**Source extract:**
** START **

I was raised in a homegrown, fundamentalist Christian group—which is just a shorthand way of saying I’m classically trained in apocalyptic stockpiling, street preaching, and the King James Version of the Bible. I know hundreds of obscure nineteenth-century hymns by heart and have such razor sharp “modesty vision” that I can spot a miniskirt a mile away.

Verily, verily I say unto thee, none of these highly specialized skills ever got me a job, but at least I’m all set for the end of the world. Selah.


A story of mind control, the Apocalypse, and modest attire.

Elizabeth Esther grew up in love with Jesus but in fear of daily spankings (to “break her will”). Trained in her family-run church to confess sins real and imagined, she knew her parents loved her and God probably hated her. Not until she was grown and married did she find the courage to attempt the unthinkable. To leave.

In her memoir, readers will recognize questions every believer faces: When is spiritual zeal a gift, and when is it a trap? What happens when a pastor holds unchecked sway over his followers? And how can we leave behind the harm inflicted in the name of God without losing God in the process?

By turns hilarious and heartbreaking, Girl at the End of the World is a story of the lingering effects of spiritual abuse and the growing hope that God can still be good when His people fail.

Includes reading group discussion guide and interview with the author


Product Details

ISBN-13: 9780307731876
Publisher: The Crown Publishing Group
Publication date: 03/18/2014
Pages: 224
Sales rank: 325,850
Product dimensions: 5.10(w) x 7.80(h) x 0.70(d)

About the Author

Elizabeth Esther is a popular blogger and advocate who has appeared on shows such as Fox News and Anderson Cooper Live. Elizabeth and her husband, Matthew, live with their five children in Santa Ana, California.

** END **

**Stated goal 1:**
Answer these from the book description:
(a) How many pages does the book have?
(b) Where does the author live with her husband and children?
(c) According to the book description, what were the daily spankings meant to do?
The rows after this point are separate material and are unrelated to the book description.

**Entries:**
** START **

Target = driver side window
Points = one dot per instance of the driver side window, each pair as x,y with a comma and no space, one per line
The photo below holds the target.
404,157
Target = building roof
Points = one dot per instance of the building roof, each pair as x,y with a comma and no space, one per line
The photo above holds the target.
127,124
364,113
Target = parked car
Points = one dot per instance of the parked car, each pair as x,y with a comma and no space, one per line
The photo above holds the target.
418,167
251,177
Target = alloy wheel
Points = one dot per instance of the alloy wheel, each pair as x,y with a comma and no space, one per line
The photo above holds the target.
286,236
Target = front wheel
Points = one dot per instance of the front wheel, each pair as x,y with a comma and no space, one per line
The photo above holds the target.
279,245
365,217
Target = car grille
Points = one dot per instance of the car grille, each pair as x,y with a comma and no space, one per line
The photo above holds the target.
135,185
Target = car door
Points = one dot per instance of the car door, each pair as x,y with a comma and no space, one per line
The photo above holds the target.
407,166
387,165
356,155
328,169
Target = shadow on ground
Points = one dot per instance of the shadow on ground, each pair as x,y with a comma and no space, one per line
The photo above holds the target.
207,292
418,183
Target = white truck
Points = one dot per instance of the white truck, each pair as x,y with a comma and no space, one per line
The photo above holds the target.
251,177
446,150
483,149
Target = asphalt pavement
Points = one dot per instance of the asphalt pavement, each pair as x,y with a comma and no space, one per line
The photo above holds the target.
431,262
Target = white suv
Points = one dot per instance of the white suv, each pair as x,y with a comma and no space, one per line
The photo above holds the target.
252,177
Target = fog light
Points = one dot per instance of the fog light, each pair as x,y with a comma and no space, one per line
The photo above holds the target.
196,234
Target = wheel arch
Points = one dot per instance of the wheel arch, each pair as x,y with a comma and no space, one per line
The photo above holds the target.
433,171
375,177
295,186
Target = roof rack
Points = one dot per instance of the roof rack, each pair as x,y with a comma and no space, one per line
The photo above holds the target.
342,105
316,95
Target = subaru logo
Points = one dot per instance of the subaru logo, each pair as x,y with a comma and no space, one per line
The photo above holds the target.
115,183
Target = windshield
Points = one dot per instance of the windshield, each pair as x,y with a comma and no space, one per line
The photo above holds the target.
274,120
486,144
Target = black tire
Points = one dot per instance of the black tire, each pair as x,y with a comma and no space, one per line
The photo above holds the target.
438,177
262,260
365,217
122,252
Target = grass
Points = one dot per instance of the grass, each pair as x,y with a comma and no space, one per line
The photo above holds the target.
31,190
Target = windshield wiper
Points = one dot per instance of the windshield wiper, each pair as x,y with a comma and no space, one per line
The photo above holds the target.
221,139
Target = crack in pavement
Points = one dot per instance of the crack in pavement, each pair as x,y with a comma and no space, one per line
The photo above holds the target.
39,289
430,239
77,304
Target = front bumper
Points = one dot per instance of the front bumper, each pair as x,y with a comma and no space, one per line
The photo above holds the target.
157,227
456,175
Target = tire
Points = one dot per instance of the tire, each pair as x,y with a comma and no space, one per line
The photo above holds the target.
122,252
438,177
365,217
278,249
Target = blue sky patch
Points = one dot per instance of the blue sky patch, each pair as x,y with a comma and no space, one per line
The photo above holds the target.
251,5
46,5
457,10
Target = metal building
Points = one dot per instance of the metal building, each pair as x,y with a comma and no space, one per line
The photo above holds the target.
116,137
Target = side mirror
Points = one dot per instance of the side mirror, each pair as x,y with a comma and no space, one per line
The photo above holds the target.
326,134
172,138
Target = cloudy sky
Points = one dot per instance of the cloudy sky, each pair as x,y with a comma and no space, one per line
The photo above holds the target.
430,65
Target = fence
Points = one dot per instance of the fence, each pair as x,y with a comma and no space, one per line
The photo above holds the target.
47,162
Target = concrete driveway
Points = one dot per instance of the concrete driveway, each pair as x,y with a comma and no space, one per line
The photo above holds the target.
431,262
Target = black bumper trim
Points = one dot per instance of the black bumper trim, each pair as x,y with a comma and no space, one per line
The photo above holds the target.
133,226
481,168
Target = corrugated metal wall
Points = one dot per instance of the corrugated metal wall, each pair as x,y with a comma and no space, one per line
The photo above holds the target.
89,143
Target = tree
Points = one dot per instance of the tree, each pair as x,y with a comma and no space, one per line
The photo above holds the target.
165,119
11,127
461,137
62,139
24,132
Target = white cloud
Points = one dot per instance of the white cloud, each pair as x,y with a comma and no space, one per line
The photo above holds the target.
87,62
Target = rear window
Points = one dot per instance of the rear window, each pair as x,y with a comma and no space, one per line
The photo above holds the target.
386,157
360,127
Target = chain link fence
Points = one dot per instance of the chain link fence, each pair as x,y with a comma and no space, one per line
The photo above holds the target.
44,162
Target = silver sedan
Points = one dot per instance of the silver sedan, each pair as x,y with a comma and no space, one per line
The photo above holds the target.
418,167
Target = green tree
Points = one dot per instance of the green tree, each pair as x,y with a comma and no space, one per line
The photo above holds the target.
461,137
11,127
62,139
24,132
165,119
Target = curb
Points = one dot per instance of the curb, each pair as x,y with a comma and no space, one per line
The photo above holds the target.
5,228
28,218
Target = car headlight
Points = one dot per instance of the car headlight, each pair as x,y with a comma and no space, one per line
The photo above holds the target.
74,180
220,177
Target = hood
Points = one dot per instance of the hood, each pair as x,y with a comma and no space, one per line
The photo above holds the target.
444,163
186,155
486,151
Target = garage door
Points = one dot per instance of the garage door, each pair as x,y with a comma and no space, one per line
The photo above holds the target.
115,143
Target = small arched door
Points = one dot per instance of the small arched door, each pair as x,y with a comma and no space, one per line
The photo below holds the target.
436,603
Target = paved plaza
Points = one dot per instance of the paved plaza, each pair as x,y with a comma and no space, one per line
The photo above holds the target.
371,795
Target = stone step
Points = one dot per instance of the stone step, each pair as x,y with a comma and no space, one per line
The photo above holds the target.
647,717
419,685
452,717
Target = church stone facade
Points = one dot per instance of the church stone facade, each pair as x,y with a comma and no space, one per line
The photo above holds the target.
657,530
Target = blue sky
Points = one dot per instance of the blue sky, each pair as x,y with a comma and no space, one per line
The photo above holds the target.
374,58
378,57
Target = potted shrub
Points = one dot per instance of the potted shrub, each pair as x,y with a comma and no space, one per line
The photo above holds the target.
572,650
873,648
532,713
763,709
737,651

** END **

**Stated goal 2:** Put the rows from the line containing "Target = stone step" through the end of the rows, both ends included, into a Markdown table with the columns No. and Line. Number each line and leave out blank lines.

**Written solution 1:**
(a) 224
(b) Santa Ana, California
(c) To "break her will"

**Written solution 2:**
| No. | Line |
|---|---|
| 1 | Target = stone step |
| 2 | Points = one dot per instance of the stone step, each pair as x,y with a comma and no space, one per line |
| 3 | The photo above holds the target. |
| 4 | 647,717 |
| 5 | 419,685 |
| 6 | 452,717 |
| 7 | Target = church stone facade |
| 8 | Points = one dot per instance of the church stone facade, each pair as x,y with a comma and no space, one per line |
| 9 | The photo above holds the target. |
| 10 | 657,530 |
| 11 | Target = blue sky |
| 12 | Points = one dot per instance of the blue sky, each pair as x,y with a comma and no space, one per line |
| 13 | The photo above holds the target. |
| 14 | 374,58 |
| 15 | 378,57 |
| 16 | Target = potted shrub |
| 17 | Points = one dot per instance of the potted shrub, each pair as x,y with a comma and no space, one per line |
| 18 | The photo above holds the target. |
| 19 | 572,650 |
| 20 | 873,648 |
| 21 | 532,713 |
| 22 | 763,709 |
| 23 | 737,651 |